## Requirement
Return the whole text on sustainability below word for word, without any changes.

## Document text
Everybody is currently talking about sustainability. The topic is also covered a lot in the media and mentioned in advertisements, but what do we actually mean when we say that we want to have a more sustainable lifestyle?
Looking at the term etymological „sustainability“ is since the 18th century standing for „long-lasting“ and „continuous“. The meanings are also nowadays very similar. That means when we talk about sustainability we are considering how far a certain behaviour is suitable for a longer period of time and therefore future-proof.
The three dimensions: ecological, social and economical
Sustainability is in many studies divided into the three following areas: ecologically, socially and economically. The term sustainable is in the media currently used as a synonym for ecologically or green. That means only one of the three areas is taken into consideration.
When a company talks about being more sustainable and they actually only mean the ecological dimension with that they might e.g. use biological certified cotton for their products. It does not at the same time mean that workers are paid a fair wage.

## Record set
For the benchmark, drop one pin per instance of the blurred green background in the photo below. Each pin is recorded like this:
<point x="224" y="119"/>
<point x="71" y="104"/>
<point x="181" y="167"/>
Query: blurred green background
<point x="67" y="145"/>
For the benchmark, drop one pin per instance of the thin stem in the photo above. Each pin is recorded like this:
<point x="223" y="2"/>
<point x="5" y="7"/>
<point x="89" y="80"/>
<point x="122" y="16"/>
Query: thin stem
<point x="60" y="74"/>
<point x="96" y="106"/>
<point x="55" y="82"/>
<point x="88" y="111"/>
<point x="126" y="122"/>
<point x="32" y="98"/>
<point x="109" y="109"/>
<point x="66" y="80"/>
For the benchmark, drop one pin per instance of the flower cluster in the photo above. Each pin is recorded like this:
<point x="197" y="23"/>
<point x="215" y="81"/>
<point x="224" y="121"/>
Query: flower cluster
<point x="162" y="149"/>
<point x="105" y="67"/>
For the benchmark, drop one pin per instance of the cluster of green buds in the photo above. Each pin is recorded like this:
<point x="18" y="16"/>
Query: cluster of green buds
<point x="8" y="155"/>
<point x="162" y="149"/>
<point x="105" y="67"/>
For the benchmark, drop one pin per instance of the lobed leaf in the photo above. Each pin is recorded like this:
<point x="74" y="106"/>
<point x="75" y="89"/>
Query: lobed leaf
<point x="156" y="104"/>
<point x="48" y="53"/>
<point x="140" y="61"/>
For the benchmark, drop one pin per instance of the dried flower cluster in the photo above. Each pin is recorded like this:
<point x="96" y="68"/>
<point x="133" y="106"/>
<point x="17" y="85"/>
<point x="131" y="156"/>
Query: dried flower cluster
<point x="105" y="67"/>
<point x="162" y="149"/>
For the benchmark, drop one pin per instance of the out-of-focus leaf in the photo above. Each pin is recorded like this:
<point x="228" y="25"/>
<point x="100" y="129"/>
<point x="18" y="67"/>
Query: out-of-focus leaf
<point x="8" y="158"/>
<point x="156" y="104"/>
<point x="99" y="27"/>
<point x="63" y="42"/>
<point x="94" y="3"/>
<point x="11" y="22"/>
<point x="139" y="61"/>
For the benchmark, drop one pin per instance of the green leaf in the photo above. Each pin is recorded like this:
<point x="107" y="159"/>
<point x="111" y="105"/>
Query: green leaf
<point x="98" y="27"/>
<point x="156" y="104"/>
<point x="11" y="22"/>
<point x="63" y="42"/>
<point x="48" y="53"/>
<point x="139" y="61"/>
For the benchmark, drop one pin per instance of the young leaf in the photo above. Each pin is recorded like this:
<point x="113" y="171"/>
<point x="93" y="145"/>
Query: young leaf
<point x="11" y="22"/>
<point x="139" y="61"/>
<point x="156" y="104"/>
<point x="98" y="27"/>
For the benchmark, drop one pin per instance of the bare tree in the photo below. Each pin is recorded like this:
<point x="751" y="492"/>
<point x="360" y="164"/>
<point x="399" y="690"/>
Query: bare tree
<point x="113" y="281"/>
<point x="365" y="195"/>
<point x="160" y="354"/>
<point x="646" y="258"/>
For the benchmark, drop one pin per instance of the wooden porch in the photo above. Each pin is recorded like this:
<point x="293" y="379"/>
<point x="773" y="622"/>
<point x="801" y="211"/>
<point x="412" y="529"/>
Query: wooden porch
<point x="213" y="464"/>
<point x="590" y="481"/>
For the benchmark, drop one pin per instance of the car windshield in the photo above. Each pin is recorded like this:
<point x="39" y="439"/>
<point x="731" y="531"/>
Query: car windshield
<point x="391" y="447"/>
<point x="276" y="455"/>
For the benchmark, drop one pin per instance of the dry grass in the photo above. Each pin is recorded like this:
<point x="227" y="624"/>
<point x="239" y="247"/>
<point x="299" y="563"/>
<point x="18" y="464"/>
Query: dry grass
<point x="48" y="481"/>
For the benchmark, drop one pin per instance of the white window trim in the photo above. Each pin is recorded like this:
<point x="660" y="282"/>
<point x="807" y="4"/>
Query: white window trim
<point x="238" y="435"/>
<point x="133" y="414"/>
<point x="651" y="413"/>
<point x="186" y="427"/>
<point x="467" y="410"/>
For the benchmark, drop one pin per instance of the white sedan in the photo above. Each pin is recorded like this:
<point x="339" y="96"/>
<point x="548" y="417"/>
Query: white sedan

## Solution to the problem
Everybody is currently talking about sustainability. The topic is also covered a lot in the media and mentioned in advertisements, but what do we actually mean when we say that we want to have a more sustainable lifestyle?
Looking at the term etymological „sustainability“ is since the 18th century standing for „long-lasting“ and „continuous“. The meanings are also nowadays very similar. That means when we talk about sustainability we are considering how far a certain behaviour is suitable for a longer period of time and therefore future-proof.
The three dimensions: ecological, social and economical
Sustainability is in many studies divided into the three following areas: ecologically, socially and economically. The term sustainable is in the media currently used as a synonym for ecologically or green. That means only one of the three areas is taken into consideration.
When a company talks about being more sustainable and they actually only mean the ecological dimension with that they might e.g. use biological certified cotton for their products. It does not at the same time mean that workers are paid a fair wage.